To do:
1/ How many military working dog teams took part in the certification described in the article about military working dog certification at Fort Leavenworth?
2/ Continue the article about military working dog certification at Fort Leavenworth from where it stops.

Quoted text:

━━━━━━━━━━

Handler Pvt. Katelyn Walters, 906th Military Working Dog Detachment, Fort Rucker, Ala., guides 8-year-old German shepherd MWD Juci over an A-frame during an obedience drill on the first day of annual MWD recertification Feb. 18 at the Fort Leavenworth 67th Military Police Detachment (MWD), Special Troops Battalion kennels. Photo by Charlotte Richter/Fort Leavenworth Lamp

Charlotte Richter/Staff Writer

Four military working dog teams participated in the military working dog certification of the fiscal year conducted by the 67th Military Police Detachment (Military Working Dog), Special Troops Battalion, Feb. 28 to March 4 at the MWD kennels and various buildings around Fort Leavenworth.

━━━━━━━━━━

Data entries:
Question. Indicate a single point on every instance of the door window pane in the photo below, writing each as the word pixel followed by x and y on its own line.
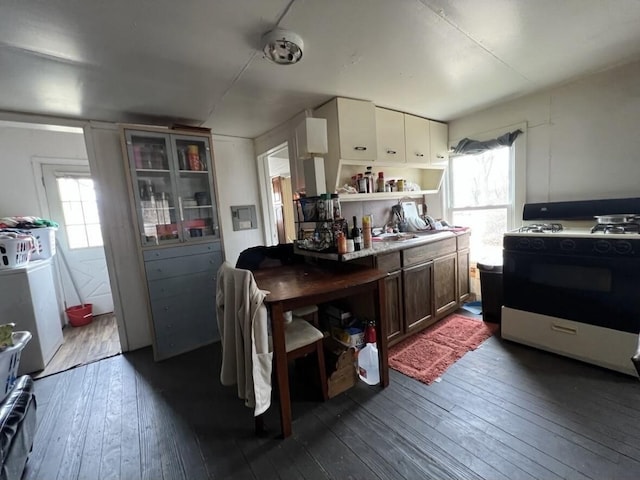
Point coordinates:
pixel 80 210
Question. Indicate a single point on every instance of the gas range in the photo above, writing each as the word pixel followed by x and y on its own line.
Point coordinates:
pixel 599 240
pixel 611 231
pixel 569 287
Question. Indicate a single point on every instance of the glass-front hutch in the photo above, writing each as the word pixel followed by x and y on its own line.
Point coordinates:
pixel 173 195
pixel 173 187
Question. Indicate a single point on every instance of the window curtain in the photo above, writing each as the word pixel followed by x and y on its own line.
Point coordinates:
pixel 466 146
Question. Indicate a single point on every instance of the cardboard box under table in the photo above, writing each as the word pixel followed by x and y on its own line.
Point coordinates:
pixel 341 370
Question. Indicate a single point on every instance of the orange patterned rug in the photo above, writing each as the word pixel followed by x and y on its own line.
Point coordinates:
pixel 426 355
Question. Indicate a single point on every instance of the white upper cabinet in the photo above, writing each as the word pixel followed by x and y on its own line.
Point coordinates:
pixel 416 133
pixel 439 150
pixel 351 128
pixel 390 132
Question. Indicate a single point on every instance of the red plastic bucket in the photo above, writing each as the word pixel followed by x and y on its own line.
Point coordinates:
pixel 80 315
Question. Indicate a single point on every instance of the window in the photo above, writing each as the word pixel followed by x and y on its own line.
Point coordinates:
pixel 80 210
pixel 481 198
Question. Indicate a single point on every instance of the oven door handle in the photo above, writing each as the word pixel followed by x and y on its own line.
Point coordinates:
pixel 563 329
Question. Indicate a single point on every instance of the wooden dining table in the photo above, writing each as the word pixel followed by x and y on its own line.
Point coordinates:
pixel 303 284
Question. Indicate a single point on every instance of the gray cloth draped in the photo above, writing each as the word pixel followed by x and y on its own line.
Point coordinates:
pixel 467 146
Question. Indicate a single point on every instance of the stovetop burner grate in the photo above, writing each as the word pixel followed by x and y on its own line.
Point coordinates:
pixel 616 228
pixel 541 227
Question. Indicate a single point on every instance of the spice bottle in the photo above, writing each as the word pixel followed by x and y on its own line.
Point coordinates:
pixel 194 157
pixel 342 243
pixel 366 231
pixel 362 183
pixel 356 235
pixel 337 209
pixel 380 182
pixel 369 176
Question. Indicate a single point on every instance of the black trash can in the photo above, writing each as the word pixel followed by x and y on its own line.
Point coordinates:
pixel 491 289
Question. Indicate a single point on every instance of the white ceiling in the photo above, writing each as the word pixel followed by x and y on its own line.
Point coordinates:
pixel 199 61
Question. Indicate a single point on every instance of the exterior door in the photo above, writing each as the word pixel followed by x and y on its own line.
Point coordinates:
pixel 72 204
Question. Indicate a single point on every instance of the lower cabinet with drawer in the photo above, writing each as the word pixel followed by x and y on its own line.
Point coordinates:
pixel 182 289
pixel 422 286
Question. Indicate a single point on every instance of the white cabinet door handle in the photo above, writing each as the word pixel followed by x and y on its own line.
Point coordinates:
pixel 562 329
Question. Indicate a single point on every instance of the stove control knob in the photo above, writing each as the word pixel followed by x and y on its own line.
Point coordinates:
pixel 537 244
pixel 623 247
pixel 602 246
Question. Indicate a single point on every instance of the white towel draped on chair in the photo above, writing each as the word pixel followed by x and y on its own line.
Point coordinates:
pixel 246 351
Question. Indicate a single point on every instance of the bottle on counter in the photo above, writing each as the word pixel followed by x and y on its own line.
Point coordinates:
pixel 362 183
pixel 370 183
pixel 337 209
pixel 380 182
pixel 366 231
pixel 342 243
pixel 356 235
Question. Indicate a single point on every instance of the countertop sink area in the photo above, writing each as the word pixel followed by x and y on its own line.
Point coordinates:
pixel 388 243
pixel 394 237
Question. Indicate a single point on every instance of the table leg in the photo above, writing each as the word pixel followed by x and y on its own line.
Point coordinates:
pixel 381 332
pixel 282 372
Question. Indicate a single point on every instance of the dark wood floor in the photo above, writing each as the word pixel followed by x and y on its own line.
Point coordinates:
pixel 504 411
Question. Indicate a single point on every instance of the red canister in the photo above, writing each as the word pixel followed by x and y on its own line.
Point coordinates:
pixel 194 157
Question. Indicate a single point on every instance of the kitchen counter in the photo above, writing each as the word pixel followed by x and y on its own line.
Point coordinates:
pixel 380 246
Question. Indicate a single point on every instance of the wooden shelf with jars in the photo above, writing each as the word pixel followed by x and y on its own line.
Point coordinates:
pixel 418 181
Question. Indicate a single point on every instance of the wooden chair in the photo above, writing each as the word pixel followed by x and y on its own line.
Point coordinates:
pixel 301 339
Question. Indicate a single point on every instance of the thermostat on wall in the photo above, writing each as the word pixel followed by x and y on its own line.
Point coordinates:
pixel 244 217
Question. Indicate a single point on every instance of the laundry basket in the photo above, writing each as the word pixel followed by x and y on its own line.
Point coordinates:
pixel 15 252
pixel 10 360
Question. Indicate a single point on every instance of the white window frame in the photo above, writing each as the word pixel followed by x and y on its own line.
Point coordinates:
pixel 517 172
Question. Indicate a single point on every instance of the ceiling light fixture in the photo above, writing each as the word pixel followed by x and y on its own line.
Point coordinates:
pixel 282 46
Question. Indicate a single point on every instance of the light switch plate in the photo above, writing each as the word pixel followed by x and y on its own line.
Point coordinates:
pixel 244 217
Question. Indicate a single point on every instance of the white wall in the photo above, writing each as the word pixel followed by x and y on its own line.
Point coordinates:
pixel 583 140
pixel 237 184
pixel 18 195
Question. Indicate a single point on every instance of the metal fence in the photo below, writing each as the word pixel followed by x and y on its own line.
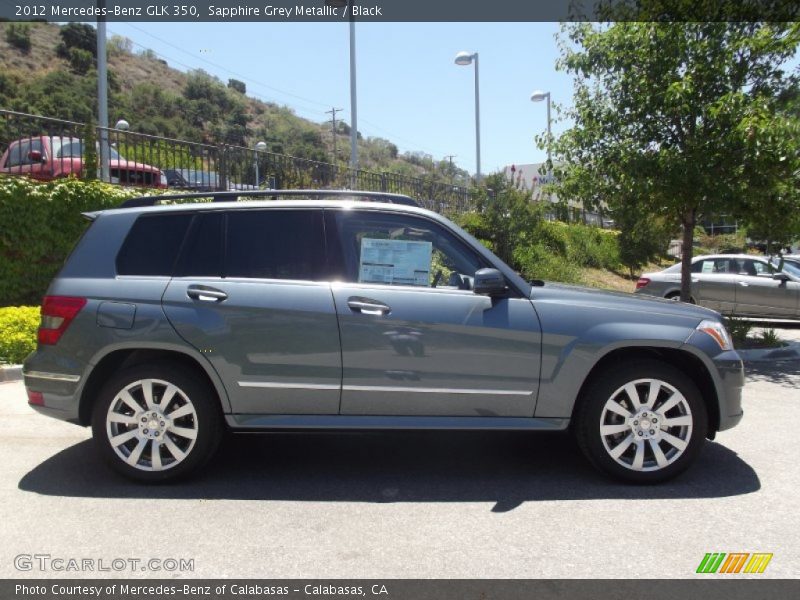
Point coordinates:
pixel 47 148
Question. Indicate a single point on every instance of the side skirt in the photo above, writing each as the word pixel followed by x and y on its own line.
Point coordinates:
pixel 256 422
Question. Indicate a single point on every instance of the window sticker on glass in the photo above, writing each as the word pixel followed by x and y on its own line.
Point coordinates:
pixel 395 262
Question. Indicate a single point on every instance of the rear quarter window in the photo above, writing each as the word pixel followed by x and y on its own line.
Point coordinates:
pixel 152 245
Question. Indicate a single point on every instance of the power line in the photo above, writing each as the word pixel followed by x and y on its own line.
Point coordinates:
pixel 243 77
pixel 257 83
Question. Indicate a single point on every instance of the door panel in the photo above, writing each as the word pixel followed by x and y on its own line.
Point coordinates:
pixel 269 328
pixel 437 352
pixel 415 339
pixel 275 344
pixel 763 296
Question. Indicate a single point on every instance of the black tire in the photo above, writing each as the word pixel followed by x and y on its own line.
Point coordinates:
pixel 202 419
pixel 595 410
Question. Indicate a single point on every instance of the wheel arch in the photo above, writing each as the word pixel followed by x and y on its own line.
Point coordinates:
pixel 681 359
pixel 125 357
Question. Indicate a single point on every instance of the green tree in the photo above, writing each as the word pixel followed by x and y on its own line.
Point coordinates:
pixel 771 198
pixel 660 114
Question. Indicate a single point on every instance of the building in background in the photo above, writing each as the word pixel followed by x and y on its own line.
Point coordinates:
pixel 533 177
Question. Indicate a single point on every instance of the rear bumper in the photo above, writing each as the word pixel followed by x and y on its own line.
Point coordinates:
pixel 59 388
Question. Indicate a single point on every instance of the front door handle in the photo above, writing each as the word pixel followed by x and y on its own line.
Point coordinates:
pixel 367 306
pixel 205 293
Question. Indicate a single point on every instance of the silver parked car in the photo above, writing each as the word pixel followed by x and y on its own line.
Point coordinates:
pixel 733 284
pixel 169 324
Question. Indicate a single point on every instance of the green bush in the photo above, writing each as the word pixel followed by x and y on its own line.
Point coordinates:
pixel 39 225
pixel 18 325
pixel 537 262
pixel 514 228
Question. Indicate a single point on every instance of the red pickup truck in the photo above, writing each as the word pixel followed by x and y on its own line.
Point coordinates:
pixel 47 157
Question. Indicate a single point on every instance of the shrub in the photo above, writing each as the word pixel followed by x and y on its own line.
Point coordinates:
pixel 39 225
pixel 18 325
pixel 537 262
pixel 18 35
pixel 739 329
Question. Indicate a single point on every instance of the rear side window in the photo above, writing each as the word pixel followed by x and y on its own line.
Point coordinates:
pixel 152 245
pixel 275 244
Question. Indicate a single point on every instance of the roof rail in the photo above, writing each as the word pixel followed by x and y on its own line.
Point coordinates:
pixel 235 195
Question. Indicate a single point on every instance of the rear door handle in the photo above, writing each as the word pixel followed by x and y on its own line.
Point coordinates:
pixel 367 306
pixel 205 293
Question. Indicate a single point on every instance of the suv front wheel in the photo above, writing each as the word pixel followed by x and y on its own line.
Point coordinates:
pixel 156 423
pixel 643 422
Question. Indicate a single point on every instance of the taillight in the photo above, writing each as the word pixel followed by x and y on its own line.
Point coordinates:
pixel 57 314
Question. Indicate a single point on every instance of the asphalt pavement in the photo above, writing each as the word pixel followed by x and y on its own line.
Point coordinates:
pixel 429 504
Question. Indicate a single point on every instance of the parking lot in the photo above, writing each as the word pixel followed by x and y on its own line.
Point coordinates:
pixel 429 504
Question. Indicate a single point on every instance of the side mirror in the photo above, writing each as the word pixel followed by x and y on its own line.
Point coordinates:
pixel 489 282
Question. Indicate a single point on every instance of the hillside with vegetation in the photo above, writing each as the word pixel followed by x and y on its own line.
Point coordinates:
pixel 50 70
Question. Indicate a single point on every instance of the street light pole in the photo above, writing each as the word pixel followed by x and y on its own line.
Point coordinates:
pixel 353 100
pixel 538 96
pixel 347 5
pixel 259 147
pixel 464 59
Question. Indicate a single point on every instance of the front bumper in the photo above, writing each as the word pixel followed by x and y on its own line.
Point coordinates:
pixel 731 373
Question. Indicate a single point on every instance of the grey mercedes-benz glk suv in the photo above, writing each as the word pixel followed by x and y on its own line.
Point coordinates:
pixel 169 324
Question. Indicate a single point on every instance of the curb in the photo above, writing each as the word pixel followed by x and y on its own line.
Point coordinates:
pixel 790 352
pixel 10 373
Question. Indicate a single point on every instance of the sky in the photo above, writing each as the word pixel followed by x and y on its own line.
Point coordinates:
pixel 409 91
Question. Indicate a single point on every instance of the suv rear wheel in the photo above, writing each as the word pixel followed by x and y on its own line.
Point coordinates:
pixel 643 422
pixel 156 423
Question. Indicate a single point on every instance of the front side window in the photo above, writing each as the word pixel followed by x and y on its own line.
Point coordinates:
pixel 755 268
pixel 275 244
pixel 392 249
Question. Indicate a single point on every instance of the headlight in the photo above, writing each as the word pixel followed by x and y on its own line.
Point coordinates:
pixel 718 332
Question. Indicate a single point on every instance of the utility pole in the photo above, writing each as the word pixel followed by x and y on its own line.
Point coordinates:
pixel 333 112
pixel 102 93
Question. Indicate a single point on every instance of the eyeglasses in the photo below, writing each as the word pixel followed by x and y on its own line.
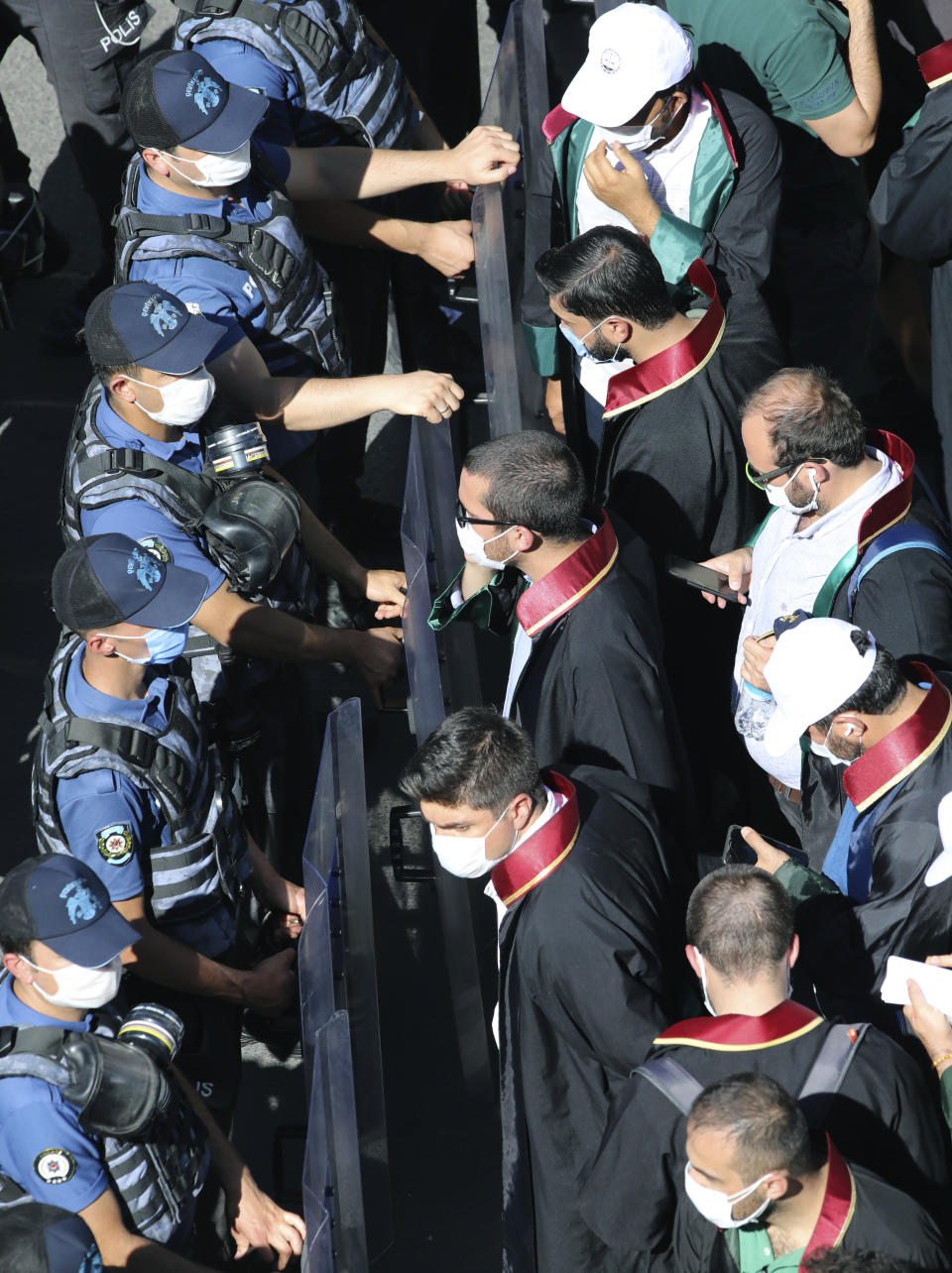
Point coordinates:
pixel 462 517
pixel 763 480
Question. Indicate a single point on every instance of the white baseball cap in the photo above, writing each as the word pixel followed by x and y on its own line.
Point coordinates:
pixel 634 53
pixel 813 668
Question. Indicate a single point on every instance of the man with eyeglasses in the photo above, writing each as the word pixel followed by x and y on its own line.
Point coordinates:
pixel 850 534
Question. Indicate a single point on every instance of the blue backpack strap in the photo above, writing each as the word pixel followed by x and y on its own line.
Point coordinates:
pixel 894 540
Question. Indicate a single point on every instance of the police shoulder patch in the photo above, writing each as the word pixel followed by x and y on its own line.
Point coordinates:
pixel 55 1166
pixel 158 549
pixel 115 843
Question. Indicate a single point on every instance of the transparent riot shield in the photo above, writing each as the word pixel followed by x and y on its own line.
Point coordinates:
pixel 443 676
pixel 511 228
pixel 346 1177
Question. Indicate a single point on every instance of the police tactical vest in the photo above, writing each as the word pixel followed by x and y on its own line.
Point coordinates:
pixel 97 475
pixel 157 1178
pixel 300 335
pixel 197 870
pixel 353 89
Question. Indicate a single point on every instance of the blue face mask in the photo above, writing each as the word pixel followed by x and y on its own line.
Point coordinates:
pixel 165 644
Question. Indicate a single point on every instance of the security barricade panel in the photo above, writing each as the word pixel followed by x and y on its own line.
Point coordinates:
pixel 441 672
pixel 346 1179
pixel 511 229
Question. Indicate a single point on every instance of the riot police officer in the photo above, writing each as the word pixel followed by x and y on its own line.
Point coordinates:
pixel 92 1117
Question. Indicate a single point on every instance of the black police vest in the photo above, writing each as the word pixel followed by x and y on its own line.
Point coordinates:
pixel 353 89
pixel 300 335
pixel 157 1178
pixel 198 869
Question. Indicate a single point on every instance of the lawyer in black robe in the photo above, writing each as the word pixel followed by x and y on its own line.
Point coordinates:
pixel 586 951
pixel 859 1214
pixel 884 1116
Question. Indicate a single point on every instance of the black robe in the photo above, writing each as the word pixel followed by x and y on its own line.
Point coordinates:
pixel 884 1116
pixel 586 958
pixel 859 1214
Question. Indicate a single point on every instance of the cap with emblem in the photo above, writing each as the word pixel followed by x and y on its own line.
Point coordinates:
pixel 111 579
pixel 60 901
pixel 636 52
pixel 144 325
pixel 812 670
pixel 178 98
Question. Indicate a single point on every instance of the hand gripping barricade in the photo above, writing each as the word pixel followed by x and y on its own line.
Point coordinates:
pixel 346 1173
pixel 430 556
pixel 510 227
pixel 353 90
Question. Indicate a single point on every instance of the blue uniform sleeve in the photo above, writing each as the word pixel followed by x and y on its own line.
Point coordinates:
pixel 49 1153
pixel 154 531
pixel 108 824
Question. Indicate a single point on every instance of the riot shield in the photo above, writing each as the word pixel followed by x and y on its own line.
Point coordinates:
pixel 346 1178
pixel 441 672
pixel 511 228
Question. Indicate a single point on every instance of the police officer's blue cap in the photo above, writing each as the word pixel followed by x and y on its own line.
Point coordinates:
pixel 178 98
pixel 61 901
pixel 144 325
pixel 108 579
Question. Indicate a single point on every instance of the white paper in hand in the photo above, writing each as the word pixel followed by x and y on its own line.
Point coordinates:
pixel 942 868
pixel 935 983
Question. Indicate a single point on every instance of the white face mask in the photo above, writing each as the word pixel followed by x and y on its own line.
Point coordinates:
pixel 777 497
pixel 218 170
pixel 718 1207
pixel 80 986
pixel 475 546
pixel 183 402
pixel 465 856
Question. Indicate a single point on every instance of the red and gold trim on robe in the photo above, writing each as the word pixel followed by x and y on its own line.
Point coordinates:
pixel 935 63
pixel 838 1209
pixel 737 1032
pixel 903 749
pixel 556 592
pixel 676 364
pixel 543 851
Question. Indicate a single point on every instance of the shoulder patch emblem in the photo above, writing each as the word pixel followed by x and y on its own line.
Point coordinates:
pixel 157 546
pixel 115 843
pixel 55 1166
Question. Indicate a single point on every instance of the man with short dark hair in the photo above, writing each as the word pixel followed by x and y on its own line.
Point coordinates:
pixel 863 1088
pixel 586 675
pixel 586 955
pixel 850 534
pixel 874 835
pixel 765 1195
pixel 669 455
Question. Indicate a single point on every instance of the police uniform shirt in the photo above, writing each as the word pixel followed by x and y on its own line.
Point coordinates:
pixel 42 1146
pixel 111 824
pixel 139 520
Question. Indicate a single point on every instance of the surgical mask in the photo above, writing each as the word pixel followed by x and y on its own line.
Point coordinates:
pixel 777 497
pixel 578 343
pixel 218 170
pixel 717 1207
pixel 821 749
pixel 475 546
pixel 183 402
pixel 165 644
pixel 80 986
pixel 465 856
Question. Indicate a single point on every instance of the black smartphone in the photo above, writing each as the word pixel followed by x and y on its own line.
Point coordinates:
pixel 700 577
pixel 737 851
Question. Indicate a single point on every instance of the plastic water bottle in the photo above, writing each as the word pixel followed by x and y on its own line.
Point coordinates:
pixel 754 709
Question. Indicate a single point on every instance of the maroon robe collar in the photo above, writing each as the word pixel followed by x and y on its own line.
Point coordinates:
pixel 673 366
pixel 737 1032
pixel 903 749
pixel 935 63
pixel 543 851
pixel 556 592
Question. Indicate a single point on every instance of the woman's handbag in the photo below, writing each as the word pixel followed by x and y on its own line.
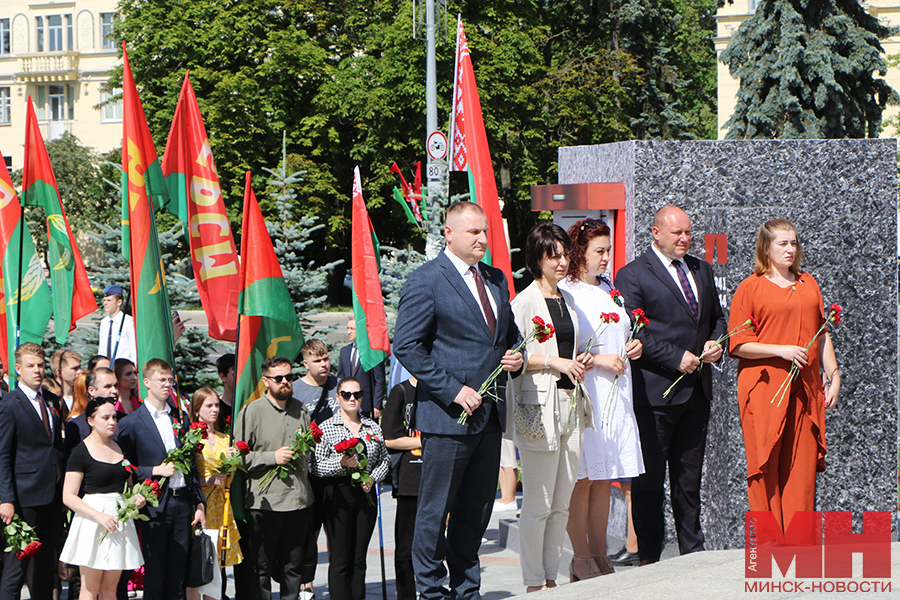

━━━━━━━━━━

Expected outputs:
1/ Four.

2/
Handler Pfc. Thomas Johnson, 67th Military Police Detachment (Military Working Dog), Special Troops Battalion, guides 2-year-old Dutch shepherd MWD Fiona through an agility course during an obedience drill on the first day of annual MWD recertification Feb. 18 at the Fort Leavenworth MWD kennel. Johnson and Fiona were the only team seeking certification in narcotics detection during the event. Photo by Charlotte Richter/Fort Leavenworth Lamp

Kennel Master Staff Sgt. Hector Rodriguez, 67th MP Detachment (MWD), said military working dog teams are required to participate in annual certification and recertification. Every kennel must conduct two certification events each fiscal year, and teams pursuing certification can travel between kennels to certify when necessary. 

Rodriguez said the certification process allows evaluators to assess each team’s training during the year and check for deficiencies.

Guided by handler Pvt. Katelyn Walters, 906th Military Working Dog Detachment, Fort Rucker, Ala., 8-year-old German shepherd MWD Juci demonstrates controlled aggression with role-player Spc. Richard Tossas on the first day of annual MWD recertification Feb. 18 at the Fort Leavenworth MWD kennels. Photo by Charlotte Richter/Fort Leavenworth Lamp

“This is also going to qualify them for any kind of deployments to actually work the road, provide garrison support, to be on missions, provide support for Secret Service and security for the base as well,” Rodriguez said.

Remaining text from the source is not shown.